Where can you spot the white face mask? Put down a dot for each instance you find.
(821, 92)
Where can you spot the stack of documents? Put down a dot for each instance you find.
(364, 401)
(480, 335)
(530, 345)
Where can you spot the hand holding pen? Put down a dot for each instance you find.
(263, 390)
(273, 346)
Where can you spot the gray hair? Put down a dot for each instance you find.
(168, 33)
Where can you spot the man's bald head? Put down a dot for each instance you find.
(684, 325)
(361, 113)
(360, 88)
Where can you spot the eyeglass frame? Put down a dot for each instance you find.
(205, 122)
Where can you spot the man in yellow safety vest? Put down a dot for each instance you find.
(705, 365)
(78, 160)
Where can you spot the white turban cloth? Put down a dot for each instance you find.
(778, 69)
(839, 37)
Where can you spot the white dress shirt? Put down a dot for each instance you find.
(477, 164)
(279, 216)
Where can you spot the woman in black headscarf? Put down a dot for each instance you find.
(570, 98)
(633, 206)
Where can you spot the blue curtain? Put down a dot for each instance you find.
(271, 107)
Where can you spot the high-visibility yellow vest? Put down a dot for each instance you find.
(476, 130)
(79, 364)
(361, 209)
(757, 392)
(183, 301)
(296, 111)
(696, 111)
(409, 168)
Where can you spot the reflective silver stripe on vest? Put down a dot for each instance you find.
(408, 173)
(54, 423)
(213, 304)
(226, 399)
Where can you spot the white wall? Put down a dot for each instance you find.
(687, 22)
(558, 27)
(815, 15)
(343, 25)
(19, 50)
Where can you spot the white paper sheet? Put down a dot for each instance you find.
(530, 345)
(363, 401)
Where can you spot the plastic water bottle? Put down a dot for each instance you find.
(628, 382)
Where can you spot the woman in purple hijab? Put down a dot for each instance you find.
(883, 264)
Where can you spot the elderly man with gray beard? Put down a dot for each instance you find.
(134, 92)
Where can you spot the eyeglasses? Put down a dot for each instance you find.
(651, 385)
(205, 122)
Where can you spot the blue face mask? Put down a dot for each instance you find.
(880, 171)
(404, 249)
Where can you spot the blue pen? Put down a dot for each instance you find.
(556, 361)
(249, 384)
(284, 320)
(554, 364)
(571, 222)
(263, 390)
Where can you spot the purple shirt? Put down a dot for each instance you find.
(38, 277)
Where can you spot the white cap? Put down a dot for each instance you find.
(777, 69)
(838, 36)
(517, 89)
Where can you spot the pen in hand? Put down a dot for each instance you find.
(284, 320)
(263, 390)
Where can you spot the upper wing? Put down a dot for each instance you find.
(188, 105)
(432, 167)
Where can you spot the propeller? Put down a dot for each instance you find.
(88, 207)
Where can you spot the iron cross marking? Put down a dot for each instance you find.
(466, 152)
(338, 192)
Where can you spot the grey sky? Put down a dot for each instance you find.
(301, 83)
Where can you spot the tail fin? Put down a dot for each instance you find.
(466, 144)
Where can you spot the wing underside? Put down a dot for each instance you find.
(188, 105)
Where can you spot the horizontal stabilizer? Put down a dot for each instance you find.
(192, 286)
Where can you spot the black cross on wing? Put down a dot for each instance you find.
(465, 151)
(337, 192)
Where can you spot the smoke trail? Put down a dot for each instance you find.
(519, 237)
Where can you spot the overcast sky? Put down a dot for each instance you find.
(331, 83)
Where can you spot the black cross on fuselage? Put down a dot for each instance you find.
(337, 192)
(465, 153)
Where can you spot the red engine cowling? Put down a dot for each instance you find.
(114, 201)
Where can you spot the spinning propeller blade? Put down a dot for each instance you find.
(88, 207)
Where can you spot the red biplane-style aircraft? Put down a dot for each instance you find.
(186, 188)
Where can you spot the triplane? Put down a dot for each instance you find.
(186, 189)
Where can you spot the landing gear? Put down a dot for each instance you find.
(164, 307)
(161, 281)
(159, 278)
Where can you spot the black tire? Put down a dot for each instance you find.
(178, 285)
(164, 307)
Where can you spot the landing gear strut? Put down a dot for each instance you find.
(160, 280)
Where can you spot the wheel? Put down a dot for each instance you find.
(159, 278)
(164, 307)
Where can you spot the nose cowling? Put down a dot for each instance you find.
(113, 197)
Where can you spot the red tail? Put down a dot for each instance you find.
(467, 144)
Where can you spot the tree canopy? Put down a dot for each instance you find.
◇ ◇ ◇ ◇
Exercise details: Word for word, write out each of the records above.

Answer:
Where can you spot the white face mask? Put down a dot for each instance you find.
(821, 92)
Where can you spot the stack of documents? Put down a dot for each instance you find.
(364, 401)
(480, 335)
(530, 345)
Where can you spot the hand holding pen? Put down a dot for each instance you find.
(263, 390)
(273, 346)
Where can you spot the gray hair? Put down a dot for each instance you find.
(168, 33)
Where can you spot the man's bald head? Put down a dot for each instance you find.
(684, 325)
(361, 113)
(360, 88)
Where can you spot the eyeglass frame? Put down a dot for each instance you find.
(205, 122)
Where can you spot the man in yellow safety vest? Put down a dot for each instance you find.
(705, 365)
(78, 160)
Where can you spot the white turban cloth? Put down a dot for each instance you find.
(778, 69)
(839, 37)
Where can you spot the white dress shirt? Put down a dot for each instance you find.
(477, 164)
(279, 216)
Where can you spot the woman in black headscarf? Put down a dot for each instance you find.
(570, 98)
(633, 206)
Where can you spot the blue curtain? Put down a dot for each instance you find.
(271, 107)
Where can you spot the high-visibility yellow vest? Put down a dot for each instance you find.
(476, 130)
(79, 364)
(361, 209)
(757, 392)
(183, 301)
(296, 111)
(696, 111)
(409, 168)
Where can you spot the reflective silver stripe on vest? Put down a dot for each instance you find.
(408, 173)
(54, 423)
(213, 304)
(226, 399)
Where can you spot the white wall? Put down a dot for each instance you find.
(687, 22)
(558, 27)
(815, 15)
(343, 25)
(19, 50)
Where can you spot the white paper sheet? Put down a dot for each instance you find.
(530, 345)
(363, 401)
Where can you spot the plastic water bottle? Put down a dot for each instance you find.
(628, 382)
Where can you spot the woman in purple hijab? Put down a dot for each instance you find.
(883, 264)
Where can you spot the elderly man with gray beard? Put down a dot for each instance you find.
(134, 92)
Where can you spot the eyeglasses? Put down a dot for each instance you find.
(651, 385)
(205, 122)
Where can you spot the blue face mask? Put down a dot for each instance you find.
(880, 171)
(404, 249)
Where can you spot the blue pen? Put down a dot for each instance you find.
(556, 361)
(249, 384)
(284, 320)
(554, 364)
(571, 222)
(263, 390)
Where can you spot the purple shirt? Put down a dot for each instance you find.
(38, 277)
Where can you spot the white cap? Put down a dot for each instance you find.
(777, 69)
(838, 36)
(517, 89)
Where can you spot the pen in hand? Put down a dot for each instance you find.
(284, 320)
(263, 390)
Where can you spot the upper wing? Put down a dot for each instance you find.
(188, 105)
(432, 167)
Where can you spot the propeller? Put down a dot for each instance you find.
(88, 207)
Where can you spot the iron cross marking? Put down a dot for each instance you find.
(466, 152)
(338, 192)
Where can you spot the grey sky? Put down a dot for each instance you find.
(301, 83)
Where can you spot the tail fin? Put down a dot for each instance you find.
(466, 144)
Where can you spot the wing underside? Put down a dot for each instance you find.
(188, 105)
Where can you spot the horizontal stabilizer? Put down a dot for each instance you find.
(192, 286)
Where can you spot the black cross on wing? Put down a dot for each instance you find.
(465, 151)
(337, 192)
Where can you spot the smoke trail? Put down a dot for each instance you find.
(519, 237)
Where can you spot the overcast sky? Put down a dot for each instance you find.
(331, 83)
Where can you spot the black cross on fuselage? Put down a dot for each instance you find.
(337, 192)
(465, 153)
Where can you spot the red engine cowling? Put down a dot for each instance you find.
(114, 201)
Where can you spot the spinning propeller blade? Put down a dot for each instance you find.
(88, 207)
Where can you spot the red biplane-style aircraft? Put down a dot for each instance you find.
(186, 188)
Where can you spot the triplane? Put down a dot for each instance you find.
(186, 189)
Where can you spot the landing gear? Put down a dot for each instance you find.
(164, 307)
(161, 281)
(159, 278)
Where can you spot the black tire? Put down a dot for each instance you find.
(178, 285)
(164, 307)
Where can you spot the landing gear strut? Put down a dot for each instance you find.
(160, 280)
Where can you spot the wheel? Put down a dot for each instance you find.
(159, 278)
(164, 307)
Where can you spot the nose cowling? Put down a dot for each instance you find.
(113, 197)
Where can you spot the red tail? Put down a dot for each instance you find.
(467, 144)
Where can you spot the tree canopy? Put down a dot for each instance you find.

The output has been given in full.